[start DATA]

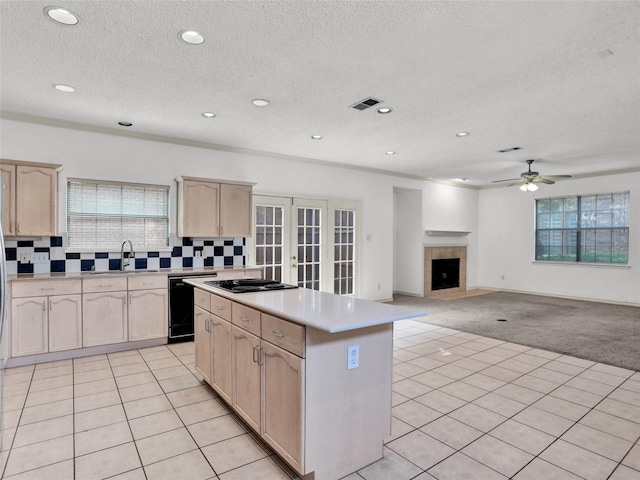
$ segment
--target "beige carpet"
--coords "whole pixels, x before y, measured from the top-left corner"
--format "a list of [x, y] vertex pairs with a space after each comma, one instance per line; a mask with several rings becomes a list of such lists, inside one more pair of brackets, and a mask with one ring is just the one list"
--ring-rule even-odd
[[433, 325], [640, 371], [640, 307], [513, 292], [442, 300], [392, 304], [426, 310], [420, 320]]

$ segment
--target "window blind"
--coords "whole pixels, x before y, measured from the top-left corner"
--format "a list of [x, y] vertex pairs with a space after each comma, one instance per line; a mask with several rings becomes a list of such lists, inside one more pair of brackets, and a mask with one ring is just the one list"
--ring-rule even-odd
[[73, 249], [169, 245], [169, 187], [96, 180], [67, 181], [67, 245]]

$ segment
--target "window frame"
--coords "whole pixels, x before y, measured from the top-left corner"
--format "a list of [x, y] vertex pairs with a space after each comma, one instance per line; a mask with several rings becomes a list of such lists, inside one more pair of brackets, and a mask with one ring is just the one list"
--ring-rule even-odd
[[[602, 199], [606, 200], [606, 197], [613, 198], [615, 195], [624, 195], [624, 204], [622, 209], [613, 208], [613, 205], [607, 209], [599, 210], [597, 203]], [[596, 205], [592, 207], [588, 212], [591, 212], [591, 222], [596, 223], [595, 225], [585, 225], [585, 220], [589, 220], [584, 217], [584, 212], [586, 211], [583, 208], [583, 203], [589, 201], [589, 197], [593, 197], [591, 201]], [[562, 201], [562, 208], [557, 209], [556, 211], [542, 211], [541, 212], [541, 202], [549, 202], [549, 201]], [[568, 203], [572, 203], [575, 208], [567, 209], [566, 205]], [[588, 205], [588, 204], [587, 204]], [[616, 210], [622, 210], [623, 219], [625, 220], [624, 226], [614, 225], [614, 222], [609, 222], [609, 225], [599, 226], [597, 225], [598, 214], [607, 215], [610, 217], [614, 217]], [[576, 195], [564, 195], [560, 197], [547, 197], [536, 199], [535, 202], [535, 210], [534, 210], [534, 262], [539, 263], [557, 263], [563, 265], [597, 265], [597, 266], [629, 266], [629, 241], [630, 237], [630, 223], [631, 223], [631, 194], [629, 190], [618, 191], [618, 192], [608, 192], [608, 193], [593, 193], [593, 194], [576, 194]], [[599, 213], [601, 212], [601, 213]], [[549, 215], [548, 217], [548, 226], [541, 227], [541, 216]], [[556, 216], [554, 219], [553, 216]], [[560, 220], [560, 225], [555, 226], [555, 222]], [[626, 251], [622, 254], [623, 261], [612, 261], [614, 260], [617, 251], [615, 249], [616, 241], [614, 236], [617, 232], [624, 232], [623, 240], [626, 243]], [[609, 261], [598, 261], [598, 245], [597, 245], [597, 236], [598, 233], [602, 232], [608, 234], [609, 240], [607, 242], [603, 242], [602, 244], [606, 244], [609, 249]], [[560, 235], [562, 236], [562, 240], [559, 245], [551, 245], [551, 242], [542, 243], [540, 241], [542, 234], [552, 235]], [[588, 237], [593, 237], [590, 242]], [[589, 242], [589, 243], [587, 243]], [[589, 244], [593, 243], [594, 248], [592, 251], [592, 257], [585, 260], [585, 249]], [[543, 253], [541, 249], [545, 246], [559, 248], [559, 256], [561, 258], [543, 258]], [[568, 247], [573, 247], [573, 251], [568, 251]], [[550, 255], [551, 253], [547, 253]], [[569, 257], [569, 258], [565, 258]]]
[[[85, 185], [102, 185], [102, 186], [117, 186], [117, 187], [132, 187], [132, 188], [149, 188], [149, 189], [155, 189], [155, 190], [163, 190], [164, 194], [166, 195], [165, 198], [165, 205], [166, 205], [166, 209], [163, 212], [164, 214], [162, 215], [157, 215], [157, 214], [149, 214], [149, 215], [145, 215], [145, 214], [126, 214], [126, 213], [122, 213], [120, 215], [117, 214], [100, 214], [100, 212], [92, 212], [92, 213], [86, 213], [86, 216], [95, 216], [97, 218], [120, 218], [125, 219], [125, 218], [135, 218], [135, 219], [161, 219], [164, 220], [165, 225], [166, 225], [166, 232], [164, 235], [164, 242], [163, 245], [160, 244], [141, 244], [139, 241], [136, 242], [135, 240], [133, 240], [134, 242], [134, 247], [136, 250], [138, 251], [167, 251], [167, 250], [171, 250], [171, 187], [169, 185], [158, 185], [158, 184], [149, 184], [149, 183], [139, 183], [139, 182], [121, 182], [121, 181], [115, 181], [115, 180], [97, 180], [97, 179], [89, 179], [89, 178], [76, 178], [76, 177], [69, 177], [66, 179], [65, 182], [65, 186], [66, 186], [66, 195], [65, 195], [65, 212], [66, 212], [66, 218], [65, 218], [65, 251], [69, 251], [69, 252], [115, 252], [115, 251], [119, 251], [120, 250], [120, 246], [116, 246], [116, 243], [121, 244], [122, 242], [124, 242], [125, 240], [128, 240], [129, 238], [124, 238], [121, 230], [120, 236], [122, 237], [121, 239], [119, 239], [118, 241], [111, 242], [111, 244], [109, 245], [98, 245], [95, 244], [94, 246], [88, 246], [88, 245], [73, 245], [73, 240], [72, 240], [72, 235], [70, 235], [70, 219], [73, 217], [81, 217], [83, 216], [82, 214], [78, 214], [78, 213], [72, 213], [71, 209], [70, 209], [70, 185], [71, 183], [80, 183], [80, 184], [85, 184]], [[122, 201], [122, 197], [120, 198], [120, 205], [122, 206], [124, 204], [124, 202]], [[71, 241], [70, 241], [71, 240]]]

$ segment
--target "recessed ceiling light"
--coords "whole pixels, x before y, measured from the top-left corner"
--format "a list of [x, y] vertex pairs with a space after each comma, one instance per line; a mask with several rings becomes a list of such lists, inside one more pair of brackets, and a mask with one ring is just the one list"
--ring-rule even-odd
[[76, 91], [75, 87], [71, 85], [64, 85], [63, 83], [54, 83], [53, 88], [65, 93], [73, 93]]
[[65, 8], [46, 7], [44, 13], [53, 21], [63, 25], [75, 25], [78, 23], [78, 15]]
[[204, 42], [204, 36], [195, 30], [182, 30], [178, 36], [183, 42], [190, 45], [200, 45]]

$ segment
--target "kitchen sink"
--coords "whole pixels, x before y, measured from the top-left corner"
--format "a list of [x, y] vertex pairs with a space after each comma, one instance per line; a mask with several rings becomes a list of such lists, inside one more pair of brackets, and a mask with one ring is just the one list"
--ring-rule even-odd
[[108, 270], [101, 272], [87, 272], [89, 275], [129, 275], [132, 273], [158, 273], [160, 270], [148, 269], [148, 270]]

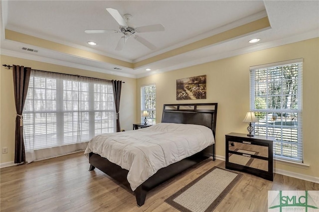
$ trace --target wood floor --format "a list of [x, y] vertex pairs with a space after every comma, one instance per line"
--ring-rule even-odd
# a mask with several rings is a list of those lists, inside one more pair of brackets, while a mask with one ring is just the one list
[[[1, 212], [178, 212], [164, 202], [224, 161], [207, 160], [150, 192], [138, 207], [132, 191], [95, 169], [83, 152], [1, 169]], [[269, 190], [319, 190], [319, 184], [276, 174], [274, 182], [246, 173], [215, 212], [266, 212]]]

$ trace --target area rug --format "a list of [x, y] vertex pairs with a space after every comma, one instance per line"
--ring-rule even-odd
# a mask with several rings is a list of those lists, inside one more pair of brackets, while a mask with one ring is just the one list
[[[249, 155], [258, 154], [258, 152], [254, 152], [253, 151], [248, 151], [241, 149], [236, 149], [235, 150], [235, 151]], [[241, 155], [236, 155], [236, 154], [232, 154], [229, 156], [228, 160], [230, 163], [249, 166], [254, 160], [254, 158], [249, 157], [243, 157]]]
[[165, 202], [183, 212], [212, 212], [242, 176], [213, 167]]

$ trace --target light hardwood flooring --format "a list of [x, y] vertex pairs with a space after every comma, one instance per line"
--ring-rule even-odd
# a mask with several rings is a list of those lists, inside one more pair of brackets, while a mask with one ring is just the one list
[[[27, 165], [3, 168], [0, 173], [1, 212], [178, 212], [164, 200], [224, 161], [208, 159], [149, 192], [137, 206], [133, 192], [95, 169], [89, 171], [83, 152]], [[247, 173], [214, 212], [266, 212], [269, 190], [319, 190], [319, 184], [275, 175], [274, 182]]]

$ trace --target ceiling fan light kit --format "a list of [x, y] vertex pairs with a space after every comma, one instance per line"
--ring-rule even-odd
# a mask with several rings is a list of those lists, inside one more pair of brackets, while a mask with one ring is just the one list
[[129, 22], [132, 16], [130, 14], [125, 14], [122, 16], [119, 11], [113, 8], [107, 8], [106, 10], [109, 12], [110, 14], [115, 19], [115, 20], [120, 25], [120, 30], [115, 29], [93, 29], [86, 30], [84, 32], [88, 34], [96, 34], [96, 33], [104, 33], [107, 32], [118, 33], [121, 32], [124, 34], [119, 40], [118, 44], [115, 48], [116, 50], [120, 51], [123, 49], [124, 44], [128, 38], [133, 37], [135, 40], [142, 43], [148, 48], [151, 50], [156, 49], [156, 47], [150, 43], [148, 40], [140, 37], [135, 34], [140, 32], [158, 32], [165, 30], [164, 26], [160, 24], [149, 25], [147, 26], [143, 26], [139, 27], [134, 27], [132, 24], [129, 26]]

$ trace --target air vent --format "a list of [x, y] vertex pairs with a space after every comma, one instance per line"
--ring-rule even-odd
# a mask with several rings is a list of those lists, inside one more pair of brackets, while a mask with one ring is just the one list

[end DATA]

■ OBJECTIVE: Copy the records from the start up to and including the line with "310], [420, 320]]", replacing "beige" with "tan" and keeping everything else the same. Leave the pictures out.

■ ANSWER FOR THIS EXERCISE:
$ segment
--target "tan carpet"
--coords "whole pixels, x before y, measured from the top-left corner"
--format "a list of [x, y] vertex pairs with a space after each comma, one instance per line; a mask with several rings becomes a list of such lists, inside one more pair of brackets, and a mask with one ring is just the one list"
--ring-rule even-odd
[[433, 325], [640, 371], [640, 307], [513, 292], [442, 300], [392, 304], [426, 310], [420, 320]]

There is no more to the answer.